Le RN n’est pas le seul parti auquel il est fait procès de porter un programme dispendieux. Le gel des prix des produits de première nécessité (24 milliards d’euros) et le passage du smic à 1 600 euros (19 milliards d’euros) , promis par le Nouveau Front populaire, entraîneraient également une hausse importante des besoins en recettes fiscales. Toutefois, contrairement au RN, la coalition de gauche envisage en contrepartie de modifier les tranches d’impôt sur les revenus pour taxer davantage les ménages les plus riches et les entreprises, afin de financer ses mesures.

La théorie fragile des comptes « maquillés »

Alors que le programme du Rassemblement national ne détaille pas de cadrage précis sur le financement de ses mesures, comme le lui ont reproché ses deux interlocuteurs, Jordan Bardella a accusé le gouvernement d’avoir « maquillé » les comptes publics, et promis un audit des finances publiques, semblant espérer y trouver de l’argent caché ou aisément récupérable. « Ligne à ligne, nous sommes convaincus que nous découvrirons les gisements qui nous permettront de mettre fin à la déraison budgétaire », avait-il assuré lors de la présentation de son programme.

Le président du RN n’est pas le premier à proposer ce type d’audit. Lionel Jospin s’y était déjà essayé en 1997, d’autres ont suivi, notamment en 2002 et 2012. Mais ils portaient sur l’appréciation du réalisme des prévisions économiques. Ces audits ont à chaque fois amené à découvrir que la situation financière était moins rassurante qu’escompté, et ont été suivis de mesures de redressement fiscal, souvent par des hausses d’impôts.

□ □ □

TÂCHES À RÉALISER:
(a) Relevez toutes les années citées dans l'extrait sur les finances publiques.
(b) Poursuivez l'extrait sur les finances publiques à partir de sa dernière phrase.
Les lignes ne servent à rien pour ce travail.

LIGNES PRÉSENTÉES:
□ □ □

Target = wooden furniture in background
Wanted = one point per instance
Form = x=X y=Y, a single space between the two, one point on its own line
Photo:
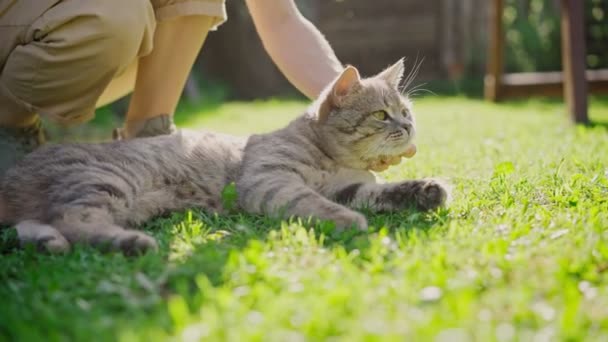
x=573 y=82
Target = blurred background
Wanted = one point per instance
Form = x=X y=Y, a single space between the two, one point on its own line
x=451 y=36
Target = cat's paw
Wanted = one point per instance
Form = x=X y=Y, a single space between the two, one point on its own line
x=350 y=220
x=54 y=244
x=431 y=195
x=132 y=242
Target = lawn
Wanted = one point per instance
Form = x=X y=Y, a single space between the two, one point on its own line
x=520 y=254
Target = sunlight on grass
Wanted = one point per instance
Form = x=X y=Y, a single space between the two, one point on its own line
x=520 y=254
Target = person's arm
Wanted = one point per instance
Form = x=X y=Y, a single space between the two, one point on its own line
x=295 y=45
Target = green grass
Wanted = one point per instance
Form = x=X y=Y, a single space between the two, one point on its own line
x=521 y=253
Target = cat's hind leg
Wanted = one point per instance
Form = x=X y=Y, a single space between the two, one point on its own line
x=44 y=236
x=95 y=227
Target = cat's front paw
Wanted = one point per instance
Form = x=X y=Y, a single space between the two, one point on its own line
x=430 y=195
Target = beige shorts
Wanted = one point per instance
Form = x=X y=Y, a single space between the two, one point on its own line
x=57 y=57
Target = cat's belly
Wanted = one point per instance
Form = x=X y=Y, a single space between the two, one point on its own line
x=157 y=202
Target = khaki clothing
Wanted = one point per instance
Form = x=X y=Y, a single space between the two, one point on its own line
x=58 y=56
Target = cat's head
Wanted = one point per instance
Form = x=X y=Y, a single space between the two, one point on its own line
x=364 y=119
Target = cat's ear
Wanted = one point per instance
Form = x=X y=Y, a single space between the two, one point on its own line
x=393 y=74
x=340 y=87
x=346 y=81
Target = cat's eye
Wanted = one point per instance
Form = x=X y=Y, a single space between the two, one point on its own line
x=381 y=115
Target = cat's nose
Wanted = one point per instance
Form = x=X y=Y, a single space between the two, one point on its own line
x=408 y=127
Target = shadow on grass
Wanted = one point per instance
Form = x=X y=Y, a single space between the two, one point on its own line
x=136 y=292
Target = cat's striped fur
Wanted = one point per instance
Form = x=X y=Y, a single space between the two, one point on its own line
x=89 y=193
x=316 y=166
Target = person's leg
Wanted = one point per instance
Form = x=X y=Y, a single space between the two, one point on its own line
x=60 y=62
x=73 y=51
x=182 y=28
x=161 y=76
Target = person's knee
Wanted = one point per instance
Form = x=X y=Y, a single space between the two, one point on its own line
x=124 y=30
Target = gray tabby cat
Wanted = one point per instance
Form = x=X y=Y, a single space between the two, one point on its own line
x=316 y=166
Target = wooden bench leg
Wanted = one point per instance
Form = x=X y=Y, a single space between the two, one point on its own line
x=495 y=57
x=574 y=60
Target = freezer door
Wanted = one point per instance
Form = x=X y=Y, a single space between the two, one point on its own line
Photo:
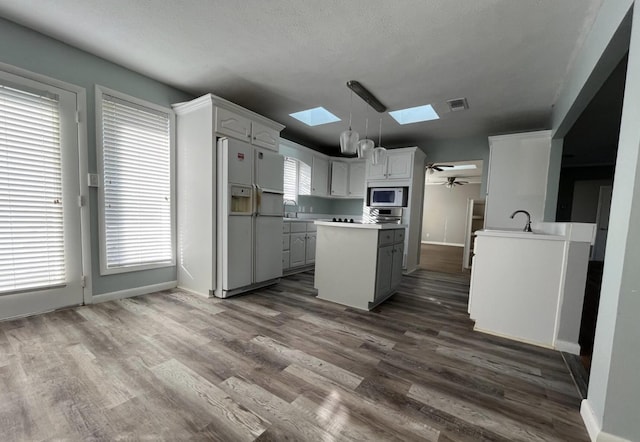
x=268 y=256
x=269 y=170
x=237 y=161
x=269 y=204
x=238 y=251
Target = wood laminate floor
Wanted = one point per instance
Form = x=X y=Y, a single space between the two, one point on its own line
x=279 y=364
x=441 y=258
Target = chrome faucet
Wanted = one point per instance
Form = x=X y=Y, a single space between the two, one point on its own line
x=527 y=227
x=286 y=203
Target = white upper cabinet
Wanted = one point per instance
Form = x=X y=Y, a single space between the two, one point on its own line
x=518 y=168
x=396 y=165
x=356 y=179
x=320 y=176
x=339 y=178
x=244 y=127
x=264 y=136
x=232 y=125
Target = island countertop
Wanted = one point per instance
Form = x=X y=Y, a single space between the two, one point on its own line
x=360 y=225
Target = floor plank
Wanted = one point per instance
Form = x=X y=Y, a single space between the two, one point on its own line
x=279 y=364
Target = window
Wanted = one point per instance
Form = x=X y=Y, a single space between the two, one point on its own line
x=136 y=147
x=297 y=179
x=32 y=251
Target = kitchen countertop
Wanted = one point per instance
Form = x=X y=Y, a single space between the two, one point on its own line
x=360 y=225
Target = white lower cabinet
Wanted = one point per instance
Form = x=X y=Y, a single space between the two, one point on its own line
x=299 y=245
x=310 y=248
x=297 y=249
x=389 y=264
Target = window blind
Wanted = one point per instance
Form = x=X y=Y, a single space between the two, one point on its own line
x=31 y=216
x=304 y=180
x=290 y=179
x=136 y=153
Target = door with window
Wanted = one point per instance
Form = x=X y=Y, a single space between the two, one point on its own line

□ □ □

RÉPONSES AUX TÂCHES:
(a) 1997, 2002, 2012

(b)
Qu’en serait-il en 2024 ? Les comptes de l’Etat sont déjà contrôlés par la Cour des comptes, qui, en mars dernier, épinglait les prévisions « optimistes » du gouvernement sur la croissance, l’inflation et les recettes fiscales, et jugeait la situation « préoccupante ». Si le RN lançait un audit des finances publiques, il est probable que cela aboutisse, non pas au financement miraculeux de ses promesses de campagne, mais au contraire, à plus d’austérité.

Les peines plancher, une mesure déjà testée, jugée peu efficace

Candidat du « big bang de l’autorité », le président du RN a plaidé pour un tour de vis envers les mineurs délinquants : « Il existe des peines maximales, il doit y avoir des peines minimales dans le droit français. »

Les peines plancher ont déjà été instaurées en France en 2007 sous la présidence de Nicolas Sarkozy pour lutter contre la récidive des majeurs et des mineurs, avant d’être supprimées en 2014 sous François Hollande, en raison de leur efficacité limitée et de leurs effets de bords.

Une étude de l’Institut des politiques publiques de 2024 observe que cette mesure très décriée n’a « pas eu d’effet dissuasif à court terme ». Les récidives ont diminué de 10 %, mais uniquement pour les mêmes délits ; le dispositif n’a pas empêché les personnes sanctionnées d’en commettre d’autres. En revanche, elle a contribué à accentuer la surpopulation carcérale.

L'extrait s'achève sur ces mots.